◆ Given data

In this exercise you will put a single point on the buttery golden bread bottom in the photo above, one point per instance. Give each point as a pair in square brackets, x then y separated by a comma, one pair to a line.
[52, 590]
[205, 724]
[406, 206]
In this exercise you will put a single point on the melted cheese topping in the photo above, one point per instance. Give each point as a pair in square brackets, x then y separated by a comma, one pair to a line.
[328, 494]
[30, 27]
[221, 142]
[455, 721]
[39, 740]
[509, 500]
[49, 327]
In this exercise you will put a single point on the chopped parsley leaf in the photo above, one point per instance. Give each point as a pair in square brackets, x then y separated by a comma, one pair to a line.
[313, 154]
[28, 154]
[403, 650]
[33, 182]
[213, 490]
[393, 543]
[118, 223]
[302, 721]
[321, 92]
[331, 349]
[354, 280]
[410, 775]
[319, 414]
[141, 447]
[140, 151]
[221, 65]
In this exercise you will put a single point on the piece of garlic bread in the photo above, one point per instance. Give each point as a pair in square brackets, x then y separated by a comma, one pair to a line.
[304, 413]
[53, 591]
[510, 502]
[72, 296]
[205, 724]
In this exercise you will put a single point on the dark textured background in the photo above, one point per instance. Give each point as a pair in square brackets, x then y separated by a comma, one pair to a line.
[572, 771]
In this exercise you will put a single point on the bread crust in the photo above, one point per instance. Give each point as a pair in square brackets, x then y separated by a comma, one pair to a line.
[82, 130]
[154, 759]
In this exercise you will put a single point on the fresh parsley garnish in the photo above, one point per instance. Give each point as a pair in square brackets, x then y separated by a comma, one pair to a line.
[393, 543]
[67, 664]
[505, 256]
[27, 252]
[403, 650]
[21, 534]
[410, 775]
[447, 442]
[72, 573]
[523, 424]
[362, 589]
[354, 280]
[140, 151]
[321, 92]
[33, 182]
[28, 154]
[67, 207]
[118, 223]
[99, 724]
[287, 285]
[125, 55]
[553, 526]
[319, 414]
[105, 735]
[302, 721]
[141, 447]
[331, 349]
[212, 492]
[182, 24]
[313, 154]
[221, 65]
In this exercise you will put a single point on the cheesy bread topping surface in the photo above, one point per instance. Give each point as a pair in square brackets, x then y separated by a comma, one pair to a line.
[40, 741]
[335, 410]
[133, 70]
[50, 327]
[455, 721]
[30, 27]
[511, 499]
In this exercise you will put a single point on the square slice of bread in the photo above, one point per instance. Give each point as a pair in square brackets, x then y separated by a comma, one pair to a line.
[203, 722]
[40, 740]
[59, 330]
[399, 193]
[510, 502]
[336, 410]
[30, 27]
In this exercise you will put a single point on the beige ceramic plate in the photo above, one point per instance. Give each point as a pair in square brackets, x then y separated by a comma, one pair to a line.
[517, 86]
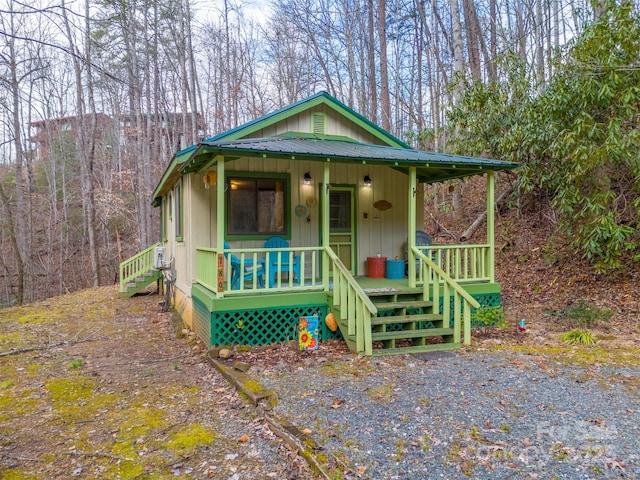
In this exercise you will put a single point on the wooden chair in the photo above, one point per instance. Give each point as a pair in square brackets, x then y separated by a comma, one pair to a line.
[246, 269]
[280, 262]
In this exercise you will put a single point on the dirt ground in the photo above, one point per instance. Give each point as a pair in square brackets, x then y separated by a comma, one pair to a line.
[92, 386]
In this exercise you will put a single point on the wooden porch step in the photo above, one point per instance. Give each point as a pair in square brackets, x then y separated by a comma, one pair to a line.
[433, 347]
[400, 304]
[421, 333]
[399, 293]
[423, 317]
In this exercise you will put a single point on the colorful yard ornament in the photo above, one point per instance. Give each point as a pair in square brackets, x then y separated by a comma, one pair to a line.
[309, 333]
[330, 320]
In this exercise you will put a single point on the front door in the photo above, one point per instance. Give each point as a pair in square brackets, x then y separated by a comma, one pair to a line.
[342, 235]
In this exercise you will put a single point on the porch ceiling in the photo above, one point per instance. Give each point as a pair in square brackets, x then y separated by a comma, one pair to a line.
[431, 167]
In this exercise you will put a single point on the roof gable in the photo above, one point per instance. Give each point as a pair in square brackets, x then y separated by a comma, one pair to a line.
[319, 99]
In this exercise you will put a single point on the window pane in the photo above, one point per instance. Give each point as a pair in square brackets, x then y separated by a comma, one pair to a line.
[340, 211]
[256, 206]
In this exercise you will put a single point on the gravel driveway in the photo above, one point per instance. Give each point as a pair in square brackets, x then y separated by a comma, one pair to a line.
[474, 414]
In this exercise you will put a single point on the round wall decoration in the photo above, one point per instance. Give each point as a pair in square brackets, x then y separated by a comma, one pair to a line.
[382, 205]
[300, 210]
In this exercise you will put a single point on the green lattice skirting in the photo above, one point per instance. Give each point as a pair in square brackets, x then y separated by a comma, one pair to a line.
[274, 325]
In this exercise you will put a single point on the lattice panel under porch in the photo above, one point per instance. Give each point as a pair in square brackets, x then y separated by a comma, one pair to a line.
[265, 326]
[484, 299]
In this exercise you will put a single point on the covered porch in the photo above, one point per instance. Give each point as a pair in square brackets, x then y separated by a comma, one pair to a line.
[281, 218]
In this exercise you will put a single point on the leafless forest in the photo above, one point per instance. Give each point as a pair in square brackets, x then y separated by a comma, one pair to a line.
[96, 96]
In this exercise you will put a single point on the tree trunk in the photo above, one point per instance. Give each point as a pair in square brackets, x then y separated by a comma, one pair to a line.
[385, 101]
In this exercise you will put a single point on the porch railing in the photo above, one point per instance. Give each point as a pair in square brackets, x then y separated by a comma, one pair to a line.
[270, 263]
[460, 262]
[136, 266]
[435, 279]
[355, 306]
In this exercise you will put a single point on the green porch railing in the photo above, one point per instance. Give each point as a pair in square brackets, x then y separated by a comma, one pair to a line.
[460, 262]
[309, 269]
[356, 308]
[136, 266]
[435, 278]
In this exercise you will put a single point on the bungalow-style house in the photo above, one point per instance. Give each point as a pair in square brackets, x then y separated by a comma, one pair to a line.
[311, 210]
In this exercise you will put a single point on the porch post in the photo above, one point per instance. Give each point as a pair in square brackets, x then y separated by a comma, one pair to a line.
[491, 193]
[325, 224]
[220, 209]
[411, 234]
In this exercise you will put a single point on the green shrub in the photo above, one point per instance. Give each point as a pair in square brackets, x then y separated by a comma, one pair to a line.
[486, 317]
[577, 337]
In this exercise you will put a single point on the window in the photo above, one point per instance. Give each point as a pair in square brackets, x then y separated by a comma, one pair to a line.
[163, 219]
[257, 206]
[178, 210]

◆ Aim of the exercise
Give back every line exactly as it stands, pictures excluded.

◆ Exercise answer
In this exercise you will put a single point on the buttery golden bread bottom in the photo above, one point per instance. Give each point as a pair in square brackets, x then y separated by a comma, one pair to a line.
[52, 590]
[205, 724]
[406, 206]
In this exercise you will put a single point on the melted cheese topping in the photo above, one point per instance. Give each point as a pair in square brackets, x then y separated by a comma, one pair to a line.
[328, 494]
[30, 27]
[221, 142]
[455, 721]
[39, 740]
[509, 500]
[49, 327]
In this exercise you will put a single point on the chopped parsley leaf in the photo above, one point per instance. Give each point as a pair in square brackets, x then y separated by a comma, one pair to a line.
[313, 154]
[28, 154]
[403, 650]
[33, 182]
[213, 490]
[393, 543]
[118, 223]
[302, 721]
[321, 92]
[331, 349]
[354, 280]
[410, 775]
[319, 414]
[141, 447]
[140, 151]
[221, 65]
In this exercise you will put a single point on the piece of garlic bread in the photo above, one point per instance. Give each point as a pair in square brackets, x then y separated by a comma, one pair to a line.
[304, 413]
[53, 591]
[510, 502]
[72, 296]
[205, 724]
In this exercise you will put a single point on the dark textured background in the photo above, one point per instance. Give each point as a pair in square brackets, x then y separated by a comma, one pair to a line.
[572, 771]
In this exercise you will put a single point on the bread crust in the photo above, one point per instance. Give each point as a pair in square brackets, x then y separated by a comma, one pair to a line.
[82, 130]
[154, 759]
In this exercise you will put a single point on the fresh parsley garnish in the photo above, one point per instance. Give each point as a pair in square brackets, x then y separated by a comma, one pair to a line.
[393, 543]
[67, 664]
[505, 256]
[27, 252]
[403, 650]
[21, 534]
[410, 775]
[447, 442]
[72, 573]
[523, 424]
[362, 589]
[354, 280]
[140, 151]
[321, 92]
[33, 182]
[28, 154]
[67, 207]
[118, 223]
[99, 724]
[287, 285]
[125, 55]
[553, 526]
[319, 414]
[105, 735]
[302, 721]
[141, 447]
[331, 349]
[212, 492]
[182, 24]
[313, 154]
[221, 65]
In this exercise you will put a single point on the cheesy bread topping surface in the photo above, one point per instance. Give each point as a pair in square brackets, x then y separated by a comma, one pair to a line.
[40, 741]
[335, 410]
[133, 70]
[50, 327]
[455, 721]
[30, 27]
[511, 499]
In this exercise you will put a single point on the square slice of bread in the photo above, one point per instance. Give each point as a pair in square brackets, x then y separated by a comma, one pair to a line.
[203, 722]
[40, 740]
[59, 330]
[399, 193]
[510, 502]
[336, 410]
[30, 27]
In this exercise you will put a single point on the beige ceramic plate in the photo above, one point per instance. Give each point as a pair in square brackets, x then y separated by a comma, one pair to a line.
[517, 86]
In this exercise you will put a single point on the wooden chair in the photo above, one point per instance. Give each point as a pair in square brackets, x then y separated by a comma, one pair to a line.
[246, 269]
[280, 262]
In this exercise you will put a single point on the dirt ground in the photo above, one point per instance. Give each point as a pair in square brackets, x then y separated by a comma, one pair to a line.
[92, 386]
In this exercise you will put a single point on the wooden porch step in the photo above, one point per instance. Give each point as a pair in square brackets, x then y separated by a comma, one pair to a line.
[433, 347]
[400, 304]
[421, 333]
[399, 293]
[423, 317]
In this exercise you will put a single point on the colorful yard ornament in the photo above, one point per instance. Give each point as a pair in square brackets, x then y separated by a comma, one pair to a line.
[309, 333]
[330, 320]
In this exercise you will put a single point on the front door in the photo above, one point per instance. Give each point as a pair in square brackets, x then y separated by a comma, one pair to a line.
[342, 235]
In this exercise you will put a single point on the porch ceiling in the photo above, one point per instance. Give each point as a pair in square brackets, x then y separated by a comma, one pair to a line.
[431, 167]
In this exercise you will put a single point on the roof gable in the photo above, one point per instance. Give each point as a pair in square brackets, x then y separated by a comma, one pair to a line.
[319, 99]
In this exercise you will put a single point on the window pane in the photo above, one point per instance. Give each point as a pair in square brackets, x then y separated by a comma, one pair to a line.
[340, 211]
[256, 206]
In this exercise you will put a single point on the gravel driveway in the photo above, one point per instance. Give each point as a pair in square brackets, x then y separated by a comma, one pair to a line.
[474, 414]
In this exercise you will put a single point on the round wall decoration in the photo above, one point per instance. Give each point as a pair in square brackets, x then y separated by a comma, one pair to a line.
[382, 205]
[300, 210]
In this exercise you will put a single point on the green lattice skirting in the photo above, one point per instance. Give each point as a pair in square brackets, x then y separated by a comma, one pair to a line.
[274, 325]
In this exercise you will put a single point on the lattice panel under porch in the photo above, one point per instance. Give each point as a pair in square brackets, x then y separated by a comma, one pair to a line.
[265, 326]
[484, 299]
In this exercise you will put a single point on the covered porch in the photo above, one point per instance. Give each point as a pair in square brackets, x then y separated by a comma, one pair to a line.
[281, 218]
In this exercise you will put a single point on the leafless forest in the photo above, one point per instance. Give each point as a pair in square brackets, x then y separated by a comma, one pair to a line.
[96, 96]
In this exercise you will put a single point on the tree trunk in the photo above, one point per instance. Give each point as a pair in square brackets, x then y separated by a comma, one pair to a line.
[385, 101]
In this exercise you will put a single point on the porch railing in the photo above, one point per instance. Give each point as a pair in square brackets, x then y separated by a comma, one pair to a line.
[270, 263]
[460, 262]
[136, 266]
[435, 279]
[355, 306]
In this exercise you will put a single point on the green porch railing in the photo above, one point per instance. Give each point as a pair in square brackets, x then y separated by a comma, one pair to a line.
[460, 262]
[309, 269]
[356, 308]
[136, 266]
[435, 278]
In this exercise you will put a single point on the bungalow-style house in the photo above, one point per instance. Give each point as a pair in square brackets, x then y separated by a comma, one pair to a line.
[311, 210]
In this exercise you will put a single point on the porch post in the photo above, one point per instance. Give each point as a pair in square brackets, x then y separated by a comma, one pair to a line.
[491, 193]
[325, 224]
[220, 209]
[411, 234]
In this exercise you will put a single point on the green shrub in the photo above, one point per instance. Give each point as a pair in square brackets, x then y separated by a comma, one pair to a line.
[486, 317]
[577, 337]
In this exercise you will put a single point on the window in the photo above, one point per instance. Give each point as a pair in square brackets, x then y separated by a comma, one pair to a line.
[163, 219]
[257, 206]
[178, 210]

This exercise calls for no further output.